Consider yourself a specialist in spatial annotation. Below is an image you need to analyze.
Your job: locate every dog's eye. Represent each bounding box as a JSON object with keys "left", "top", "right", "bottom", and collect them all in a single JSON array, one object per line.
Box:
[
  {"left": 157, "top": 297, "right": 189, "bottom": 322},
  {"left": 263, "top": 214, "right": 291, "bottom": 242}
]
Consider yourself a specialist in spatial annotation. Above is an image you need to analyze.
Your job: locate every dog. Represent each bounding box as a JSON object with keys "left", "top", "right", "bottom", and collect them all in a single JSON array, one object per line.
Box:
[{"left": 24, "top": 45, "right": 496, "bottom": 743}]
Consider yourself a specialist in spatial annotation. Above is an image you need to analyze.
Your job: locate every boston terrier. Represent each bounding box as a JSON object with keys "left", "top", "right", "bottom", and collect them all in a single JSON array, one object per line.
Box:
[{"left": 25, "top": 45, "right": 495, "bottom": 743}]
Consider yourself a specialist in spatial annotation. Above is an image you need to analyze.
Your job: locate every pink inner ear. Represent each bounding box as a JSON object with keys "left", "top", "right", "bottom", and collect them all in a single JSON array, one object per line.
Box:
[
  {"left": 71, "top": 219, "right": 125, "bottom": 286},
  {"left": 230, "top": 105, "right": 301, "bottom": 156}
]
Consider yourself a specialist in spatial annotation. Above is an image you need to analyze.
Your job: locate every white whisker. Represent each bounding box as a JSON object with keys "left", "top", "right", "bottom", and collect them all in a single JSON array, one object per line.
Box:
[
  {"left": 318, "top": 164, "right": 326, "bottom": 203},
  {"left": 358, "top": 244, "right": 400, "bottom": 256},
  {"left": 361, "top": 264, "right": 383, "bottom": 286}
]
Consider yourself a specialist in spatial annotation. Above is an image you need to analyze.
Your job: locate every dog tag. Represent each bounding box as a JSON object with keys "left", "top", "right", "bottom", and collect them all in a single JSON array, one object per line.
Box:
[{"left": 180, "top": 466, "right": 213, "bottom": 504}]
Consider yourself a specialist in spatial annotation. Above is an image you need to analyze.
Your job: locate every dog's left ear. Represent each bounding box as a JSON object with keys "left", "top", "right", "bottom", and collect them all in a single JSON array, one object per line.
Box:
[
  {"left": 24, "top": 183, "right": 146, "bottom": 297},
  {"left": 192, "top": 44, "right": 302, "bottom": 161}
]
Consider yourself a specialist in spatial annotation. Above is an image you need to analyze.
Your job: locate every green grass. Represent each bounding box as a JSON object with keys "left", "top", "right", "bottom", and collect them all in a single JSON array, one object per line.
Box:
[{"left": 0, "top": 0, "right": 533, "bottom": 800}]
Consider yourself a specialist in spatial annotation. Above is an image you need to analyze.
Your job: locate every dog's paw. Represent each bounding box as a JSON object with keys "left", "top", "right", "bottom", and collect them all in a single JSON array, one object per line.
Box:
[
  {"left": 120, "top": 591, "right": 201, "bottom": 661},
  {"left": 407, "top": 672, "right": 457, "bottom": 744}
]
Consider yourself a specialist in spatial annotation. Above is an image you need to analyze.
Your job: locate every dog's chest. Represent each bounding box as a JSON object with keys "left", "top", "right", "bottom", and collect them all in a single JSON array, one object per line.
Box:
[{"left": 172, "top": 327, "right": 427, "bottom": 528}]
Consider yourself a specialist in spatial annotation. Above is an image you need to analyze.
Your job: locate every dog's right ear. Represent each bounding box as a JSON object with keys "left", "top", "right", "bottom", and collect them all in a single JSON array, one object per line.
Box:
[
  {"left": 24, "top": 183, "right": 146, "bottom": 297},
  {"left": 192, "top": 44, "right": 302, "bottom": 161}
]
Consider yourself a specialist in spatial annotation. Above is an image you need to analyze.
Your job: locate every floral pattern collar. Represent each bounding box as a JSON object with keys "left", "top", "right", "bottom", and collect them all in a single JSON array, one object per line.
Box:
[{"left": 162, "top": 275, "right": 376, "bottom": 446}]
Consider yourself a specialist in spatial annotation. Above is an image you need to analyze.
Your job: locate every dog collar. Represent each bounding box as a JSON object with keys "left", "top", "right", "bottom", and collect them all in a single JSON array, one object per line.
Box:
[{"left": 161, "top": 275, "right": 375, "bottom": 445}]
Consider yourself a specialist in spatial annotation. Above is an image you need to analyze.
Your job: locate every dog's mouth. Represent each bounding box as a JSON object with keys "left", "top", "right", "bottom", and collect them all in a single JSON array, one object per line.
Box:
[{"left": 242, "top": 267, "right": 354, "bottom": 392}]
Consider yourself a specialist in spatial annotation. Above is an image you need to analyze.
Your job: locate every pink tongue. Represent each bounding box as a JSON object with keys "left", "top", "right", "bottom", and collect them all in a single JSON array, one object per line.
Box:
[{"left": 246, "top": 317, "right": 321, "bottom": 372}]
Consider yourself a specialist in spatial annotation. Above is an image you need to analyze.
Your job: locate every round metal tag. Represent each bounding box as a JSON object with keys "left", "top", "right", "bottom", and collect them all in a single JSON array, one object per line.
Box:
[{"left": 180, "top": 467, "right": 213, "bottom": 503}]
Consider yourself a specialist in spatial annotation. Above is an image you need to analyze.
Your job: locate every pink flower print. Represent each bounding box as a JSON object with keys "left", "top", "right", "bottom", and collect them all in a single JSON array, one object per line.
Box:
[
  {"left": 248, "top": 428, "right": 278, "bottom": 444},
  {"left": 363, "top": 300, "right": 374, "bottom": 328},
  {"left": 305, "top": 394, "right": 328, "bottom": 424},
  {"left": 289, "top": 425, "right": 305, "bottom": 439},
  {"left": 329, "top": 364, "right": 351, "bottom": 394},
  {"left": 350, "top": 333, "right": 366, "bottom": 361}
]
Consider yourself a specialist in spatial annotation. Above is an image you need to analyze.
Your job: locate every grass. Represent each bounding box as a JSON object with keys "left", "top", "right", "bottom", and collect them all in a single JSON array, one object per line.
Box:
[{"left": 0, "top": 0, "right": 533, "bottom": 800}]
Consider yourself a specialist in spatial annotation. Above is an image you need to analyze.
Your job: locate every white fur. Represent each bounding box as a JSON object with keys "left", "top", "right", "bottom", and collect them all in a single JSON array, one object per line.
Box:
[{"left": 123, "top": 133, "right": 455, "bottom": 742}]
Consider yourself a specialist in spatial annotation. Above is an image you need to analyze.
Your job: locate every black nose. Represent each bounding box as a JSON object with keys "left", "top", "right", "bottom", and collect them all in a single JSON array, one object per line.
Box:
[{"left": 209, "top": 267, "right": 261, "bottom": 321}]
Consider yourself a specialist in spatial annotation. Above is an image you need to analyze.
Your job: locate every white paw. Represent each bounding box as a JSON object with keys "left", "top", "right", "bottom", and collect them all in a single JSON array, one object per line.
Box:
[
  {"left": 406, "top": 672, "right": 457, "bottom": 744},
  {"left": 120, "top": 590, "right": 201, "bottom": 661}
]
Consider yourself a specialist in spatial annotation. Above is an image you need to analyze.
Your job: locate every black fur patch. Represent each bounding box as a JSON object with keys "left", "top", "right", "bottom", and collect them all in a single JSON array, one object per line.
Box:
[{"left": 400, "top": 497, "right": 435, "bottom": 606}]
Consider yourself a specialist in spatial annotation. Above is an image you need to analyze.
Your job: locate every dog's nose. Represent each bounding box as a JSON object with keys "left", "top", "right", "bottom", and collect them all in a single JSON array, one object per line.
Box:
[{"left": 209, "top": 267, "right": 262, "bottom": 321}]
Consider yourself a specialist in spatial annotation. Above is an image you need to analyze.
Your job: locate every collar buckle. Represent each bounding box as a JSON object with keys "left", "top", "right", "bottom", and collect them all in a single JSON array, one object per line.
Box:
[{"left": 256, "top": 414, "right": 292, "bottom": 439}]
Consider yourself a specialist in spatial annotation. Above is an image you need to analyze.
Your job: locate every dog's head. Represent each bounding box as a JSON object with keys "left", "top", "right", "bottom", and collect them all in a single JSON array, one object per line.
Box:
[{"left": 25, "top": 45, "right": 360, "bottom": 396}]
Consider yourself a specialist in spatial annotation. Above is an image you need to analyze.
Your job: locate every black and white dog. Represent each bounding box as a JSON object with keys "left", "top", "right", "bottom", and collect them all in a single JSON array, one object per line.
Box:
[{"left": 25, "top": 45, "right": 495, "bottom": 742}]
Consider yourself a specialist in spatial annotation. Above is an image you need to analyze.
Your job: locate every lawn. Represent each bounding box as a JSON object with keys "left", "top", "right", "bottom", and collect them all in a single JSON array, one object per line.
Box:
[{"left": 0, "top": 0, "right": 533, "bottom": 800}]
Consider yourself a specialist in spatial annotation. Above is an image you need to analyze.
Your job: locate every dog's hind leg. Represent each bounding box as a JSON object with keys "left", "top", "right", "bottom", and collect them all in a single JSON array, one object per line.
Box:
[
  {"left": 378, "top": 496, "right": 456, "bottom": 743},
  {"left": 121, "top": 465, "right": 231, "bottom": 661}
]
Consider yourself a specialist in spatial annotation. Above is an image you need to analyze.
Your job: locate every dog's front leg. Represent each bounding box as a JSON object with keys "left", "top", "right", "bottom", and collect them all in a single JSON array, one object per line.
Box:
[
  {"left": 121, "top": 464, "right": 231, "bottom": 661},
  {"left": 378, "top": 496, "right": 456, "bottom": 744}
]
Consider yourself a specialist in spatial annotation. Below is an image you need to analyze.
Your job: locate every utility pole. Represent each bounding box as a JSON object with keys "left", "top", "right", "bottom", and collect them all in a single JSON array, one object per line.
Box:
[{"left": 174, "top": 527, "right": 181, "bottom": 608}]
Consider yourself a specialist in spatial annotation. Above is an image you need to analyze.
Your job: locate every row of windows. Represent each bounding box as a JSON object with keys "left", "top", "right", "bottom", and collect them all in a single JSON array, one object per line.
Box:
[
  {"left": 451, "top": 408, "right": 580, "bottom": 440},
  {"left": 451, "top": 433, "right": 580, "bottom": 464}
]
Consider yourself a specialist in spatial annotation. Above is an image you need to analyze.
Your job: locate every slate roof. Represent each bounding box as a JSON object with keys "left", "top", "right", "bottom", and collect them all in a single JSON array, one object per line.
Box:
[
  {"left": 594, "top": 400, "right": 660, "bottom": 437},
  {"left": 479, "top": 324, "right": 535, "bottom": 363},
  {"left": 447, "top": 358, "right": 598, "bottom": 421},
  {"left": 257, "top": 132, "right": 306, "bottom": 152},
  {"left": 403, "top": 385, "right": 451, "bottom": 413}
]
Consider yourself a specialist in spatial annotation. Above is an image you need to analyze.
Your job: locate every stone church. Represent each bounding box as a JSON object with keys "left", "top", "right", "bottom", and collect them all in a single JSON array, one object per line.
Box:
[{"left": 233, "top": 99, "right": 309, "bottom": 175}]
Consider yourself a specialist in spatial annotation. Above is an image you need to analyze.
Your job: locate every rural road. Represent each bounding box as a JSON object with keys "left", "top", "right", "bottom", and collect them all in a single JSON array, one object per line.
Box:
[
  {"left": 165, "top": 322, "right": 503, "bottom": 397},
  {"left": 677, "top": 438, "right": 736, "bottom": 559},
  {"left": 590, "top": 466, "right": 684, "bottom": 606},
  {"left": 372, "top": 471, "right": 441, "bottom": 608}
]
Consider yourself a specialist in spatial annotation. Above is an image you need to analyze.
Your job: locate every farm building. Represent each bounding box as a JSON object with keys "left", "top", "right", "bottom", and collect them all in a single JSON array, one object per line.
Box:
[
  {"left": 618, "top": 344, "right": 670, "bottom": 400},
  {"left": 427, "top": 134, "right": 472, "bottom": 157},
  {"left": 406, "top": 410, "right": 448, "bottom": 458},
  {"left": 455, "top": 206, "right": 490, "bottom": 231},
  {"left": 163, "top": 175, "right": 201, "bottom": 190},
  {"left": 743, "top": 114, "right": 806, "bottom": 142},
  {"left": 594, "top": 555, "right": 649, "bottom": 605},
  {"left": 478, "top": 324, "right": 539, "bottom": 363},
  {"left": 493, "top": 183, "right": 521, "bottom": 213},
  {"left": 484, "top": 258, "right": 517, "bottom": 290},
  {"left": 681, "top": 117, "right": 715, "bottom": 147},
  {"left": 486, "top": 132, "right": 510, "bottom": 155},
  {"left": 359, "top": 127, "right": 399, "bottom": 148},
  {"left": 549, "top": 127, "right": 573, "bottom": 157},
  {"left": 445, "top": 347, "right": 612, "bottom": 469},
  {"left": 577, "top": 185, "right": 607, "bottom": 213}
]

# Description of the task
Pick out every line in the entries above that contains the string "white", and copy each of those lines in full. Treat uppercase and lowercase letters as different.

# Full solution
Your job: locate every white whisker. Represent each bounding box as a JSON object with keys "left", "top", "right", "bottom", and collect them all in a single JSON array, one object per line.
Your job: locate every white fur. Represent each bounding box as a JSON object with keys "left", "top", "right", "bottom", and collect them all in a single JSON array, one object per line.
Your job: locate every white paw. Represent each bounding box as a JSON object with keys "left", "top", "right", "bottom", and collect them all in a single JSON array, one object per line.
Your job: locate every black and white dog. Represent each bounding box as a JSON object with keys "left", "top", "right", "bottom", and collect them all in a single JSON array, one object per line.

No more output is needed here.